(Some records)

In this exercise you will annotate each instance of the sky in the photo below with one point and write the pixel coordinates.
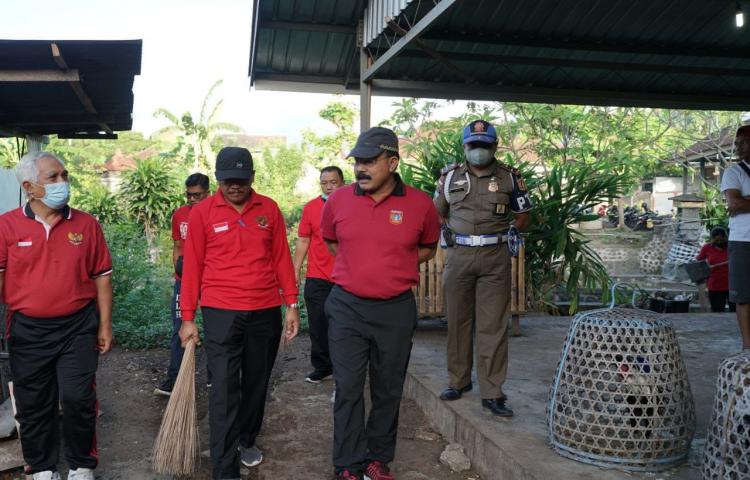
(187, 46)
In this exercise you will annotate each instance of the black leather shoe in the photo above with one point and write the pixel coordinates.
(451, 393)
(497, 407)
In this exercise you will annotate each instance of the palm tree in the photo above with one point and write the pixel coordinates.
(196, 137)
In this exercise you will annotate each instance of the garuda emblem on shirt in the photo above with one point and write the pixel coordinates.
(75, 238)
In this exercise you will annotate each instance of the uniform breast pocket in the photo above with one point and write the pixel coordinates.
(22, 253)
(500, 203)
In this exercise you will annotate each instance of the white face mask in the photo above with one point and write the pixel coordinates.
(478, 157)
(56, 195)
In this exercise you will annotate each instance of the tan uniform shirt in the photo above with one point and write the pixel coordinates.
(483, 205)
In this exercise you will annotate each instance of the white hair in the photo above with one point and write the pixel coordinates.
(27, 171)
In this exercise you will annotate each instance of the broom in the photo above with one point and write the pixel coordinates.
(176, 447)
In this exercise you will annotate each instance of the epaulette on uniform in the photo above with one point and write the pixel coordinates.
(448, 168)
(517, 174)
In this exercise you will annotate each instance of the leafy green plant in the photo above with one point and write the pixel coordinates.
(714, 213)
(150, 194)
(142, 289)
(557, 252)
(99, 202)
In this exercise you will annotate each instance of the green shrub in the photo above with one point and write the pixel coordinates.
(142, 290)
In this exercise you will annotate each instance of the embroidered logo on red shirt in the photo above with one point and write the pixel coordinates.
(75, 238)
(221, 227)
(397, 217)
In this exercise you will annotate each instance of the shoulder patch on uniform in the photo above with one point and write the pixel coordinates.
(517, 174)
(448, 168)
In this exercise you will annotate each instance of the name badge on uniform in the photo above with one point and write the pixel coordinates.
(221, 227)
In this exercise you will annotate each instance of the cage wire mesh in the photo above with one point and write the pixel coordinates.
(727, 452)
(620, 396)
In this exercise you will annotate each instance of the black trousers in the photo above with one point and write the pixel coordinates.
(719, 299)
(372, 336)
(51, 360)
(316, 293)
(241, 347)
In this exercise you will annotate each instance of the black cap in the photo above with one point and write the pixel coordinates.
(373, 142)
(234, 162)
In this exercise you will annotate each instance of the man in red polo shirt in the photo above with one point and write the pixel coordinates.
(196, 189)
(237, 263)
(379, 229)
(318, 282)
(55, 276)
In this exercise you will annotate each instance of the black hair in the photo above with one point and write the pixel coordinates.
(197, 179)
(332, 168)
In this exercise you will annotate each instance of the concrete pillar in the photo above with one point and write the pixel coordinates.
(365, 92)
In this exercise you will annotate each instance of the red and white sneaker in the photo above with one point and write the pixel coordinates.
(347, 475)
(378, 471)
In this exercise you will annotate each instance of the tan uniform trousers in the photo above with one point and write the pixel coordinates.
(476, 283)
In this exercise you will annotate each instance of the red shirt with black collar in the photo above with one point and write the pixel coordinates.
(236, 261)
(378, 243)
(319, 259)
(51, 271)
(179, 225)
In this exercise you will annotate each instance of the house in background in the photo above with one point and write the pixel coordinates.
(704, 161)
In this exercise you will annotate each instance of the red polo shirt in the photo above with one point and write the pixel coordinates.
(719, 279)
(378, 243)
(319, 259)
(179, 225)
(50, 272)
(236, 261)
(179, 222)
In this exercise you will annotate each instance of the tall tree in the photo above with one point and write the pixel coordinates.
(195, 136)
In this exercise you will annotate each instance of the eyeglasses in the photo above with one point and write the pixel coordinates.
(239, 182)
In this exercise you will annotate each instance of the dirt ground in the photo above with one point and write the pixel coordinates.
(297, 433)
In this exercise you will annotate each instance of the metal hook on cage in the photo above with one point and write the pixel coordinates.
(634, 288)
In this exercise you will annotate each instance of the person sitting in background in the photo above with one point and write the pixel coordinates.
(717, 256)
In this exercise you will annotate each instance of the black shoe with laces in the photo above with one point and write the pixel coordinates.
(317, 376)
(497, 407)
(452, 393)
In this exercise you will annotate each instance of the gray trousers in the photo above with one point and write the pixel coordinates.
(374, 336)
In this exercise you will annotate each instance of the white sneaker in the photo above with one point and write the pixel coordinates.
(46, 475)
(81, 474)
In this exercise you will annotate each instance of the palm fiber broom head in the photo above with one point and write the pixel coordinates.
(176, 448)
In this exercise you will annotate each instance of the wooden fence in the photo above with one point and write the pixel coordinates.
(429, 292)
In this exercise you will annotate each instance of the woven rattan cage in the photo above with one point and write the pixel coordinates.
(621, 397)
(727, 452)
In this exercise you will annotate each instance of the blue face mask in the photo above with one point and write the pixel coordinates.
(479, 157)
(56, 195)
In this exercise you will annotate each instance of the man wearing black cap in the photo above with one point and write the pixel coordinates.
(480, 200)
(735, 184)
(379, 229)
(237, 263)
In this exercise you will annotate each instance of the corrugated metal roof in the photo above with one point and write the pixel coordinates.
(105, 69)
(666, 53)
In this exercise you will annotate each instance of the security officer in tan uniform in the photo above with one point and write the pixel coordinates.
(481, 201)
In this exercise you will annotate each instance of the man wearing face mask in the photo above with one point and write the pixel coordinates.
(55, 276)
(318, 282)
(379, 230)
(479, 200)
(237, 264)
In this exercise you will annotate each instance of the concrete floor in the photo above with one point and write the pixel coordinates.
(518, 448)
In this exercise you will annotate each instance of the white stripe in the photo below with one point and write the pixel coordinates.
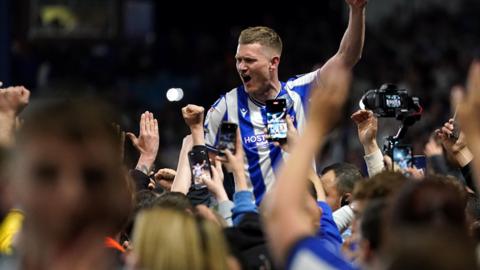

Task to carry out
Reproduce each entry precisely. Leave the pictures out.

Final result
In this exercise you will annotate each instance of the sky in the photo below with one point and write the pixel coordinates.
(187, 46)
In this exercise you will annotate each instance of the black leather shoe in the photo above with one point and write the pixel coordinates.
(451, 393)
(497, 407)
In this exercise you will annotate each instance of the palm tree in the photo above with one point and write the pixel coordinates.
(196, 137)
In this exercise you will annotate each instance of the garuda emblem on shirt in the photo above with one point and write the pixel coordinates.
(75, 238)
In this exercise you will annotate each instance of the uniform breast pocket in the photo above with one point and write the pixel coordinates.
(22, 253)
(500, 203)
In this exercise you will annotate each instance of the white face mask in the photo above with one point and write the pixel coordinates.
(478, 157)
(56, 195)
In this exercise you will annotate each instance of the tan uniform shirt in the photo above with one point and write the pixel coordinates.
(483, 205)
In this exercise you will annotate each instance of the white hair in the photo above with one point and write the pixel coordinates.
(27, 171)
In this exercise you will annotate each instance of the broom in the photo above with one point and write the pixel coordinates.
(176, 447)
In this exercise you will annotate each instance of the epaulette on uniform in the photo above with one point and write the pixel coordinates.
(448, 168)
(517, 174)
In this exercise you will annotate each instance of the leafy green plant in the photo above with one point and write the pixel coordinates.
(714, 213)
(150, 194)
(142, 289)
(557, 252)
(99, 202)
In this exercise you will annotate each instance of the green shrub in the photo above with one point and write the pixel coordinates.
(142, 290)
In this exercise you will annotate each instance of the embroidered logo on red shirt in the photo above with one point and write the pixel coordinates.
(75, 238)
(221, 227)
(397, 217)
In this exercise you will annotate each instance of the shoulder patch on uniform in the photo above with one point and write the pixel coordinates.
(517, 174)
(448, 168)
In this exercise you will annotate each instance of the name badge on uniform in the photo above with one point and write the pixel coordinates.
(221, 227)
In this exercise you will annotate each instance of the cage wire mesh in the photo above with one point and write the pixel coordinates.
(727, 452)
(620, 396)
In this exercise you will annotate each instance of the black trousers in the photo above with one point and write the pixel coordinates.
(719, 299)
(372, 336)
(51, 360)
(316, 293)
(241, 347)
In this exercise you will annotate each instance of the black cap in the photo above with one point and write the pixel coordinates.
(373, 142)
(234, 162)
In this exercise you will annotate each instance of the man in red polo shirt in the photo above with one point and write the pixel coordinates.
(196, 189)
(237, 263)
(379, 229)
(318, 282)
(55, 276)
In this exercise you will annotate each instance of the black hair in the photo above with one point and write the pixel coordinates.
(197, 179)
(332, 168)
In this exercise you will annotate each instance of the concrete pillar in the photo above with one point and write the pixel coordinates.
(365, 92)
In this exercise you will annotate each instance of the red and white sneaker in the photo above with one point and write the pixel coordinates.
(347, 475)
(378, 471)
In this exercise you will annotate each instance of the tan uniform trousers in the photo above with one point and write the pixel coordinates.
(476, 283)
In this exercise you will annotate each instance of the red shirt with black collar in the photo above with one point and write the pixel coordinates.
(236, 261)
(378, 243)
(319, 259)
(51, 271)
(179, 225)
In this exercise you will annotate each instance of the house in background in the photo above with one point and write the pixel coordinates.
(704, 161)
In this exercise you will annotate each instance of the red polo shirt in the photo above with one point and write the pixel coordinates.
(719, 279)
(378, 243)
(319, 259)
(179, 225)
(50, 272)
(236, 261)
(179, 222)
In this exercise you will annotate each instance of the tall tree in the photo above with one point and write the pixel coordinates.
(195, 136)
In this exercise you will annotate each instance of the eyeglasses in the photo above with one point and write the pixel coordinates.
(239, 182)
In this exercise you will annotate each instance of the dirt ground in the photo above with one point and write the pixel coordinates.
(297, 433)
In this exercise you will annotate each instance of the metal hook on cage in the photo above with one point and write the pixel coordinates.
(634, 288)
In this exercise you will annotate each instance of the person sitting in background in the photo above with one point and write the pixel coordinates.
(717, 256)
In this exercise you will annotate each instance of the black shoe with laces in the photo above with one point and write the pixel coordinates.
(317, 376)
(497, 407)
(452, 393)
In this exercise you will annotate each instance of the gray trousers in the photo above with one point and write the pixel coordinates.
(374, 336)
In this exercise you will annotate each instance of the white sneaker in the photo above with one point and write the pixel coordinates.
(46, 475)
(81, 474)
In this exercise you will annotate each instance of the palm fiber broom head in the photo above with one point and write the pixel coordinates.
(176, 448)
In this exercise you will annotate each instance of the wooden fence in the photo above with one point and write the pixel coordinates.
(429, 292)
In this exercise you will annotate each instance of the woven rattan cage in the photo above with one point and write the pixel coordinates.
(621, 397)
(727, 452)
In this exercise you will annotate each instance of the blue face mask in the photo above with one point and write the pixel coordinates.
(479, 157)
(56, 195)
In this exercise you will annotate each instance of the man wearing black cap in the photo above with one point and write the pixel coordinates.
(480, 200)
(735, 184)
(379, 229)
(237, 263)
In this exercise you will annotate each instance of the corrugated metal roof in the photo above with one point and write the pixel coordinates.
(105, 69)
(666, 53)
In this exercise you will annotate each instance of the security officer in tan uniform in the photo above with one point and write the pixel coordinates.
(481, 201)
In this exercise you will annotate each instance of the man wearing face mask in the photo above with one point and write the pixel coordinates.
(55, 276)
(318, 282)
(379, 230)
(479, 200)
(237, 264)
In this exercise you will annotate each instance of the concrete floor in the photo above with one point and write the pixel coordinates.
(518, 448)
In this exercise you will annotate each instance of the white stripe in the photo below with one point and write the pixel coordinates.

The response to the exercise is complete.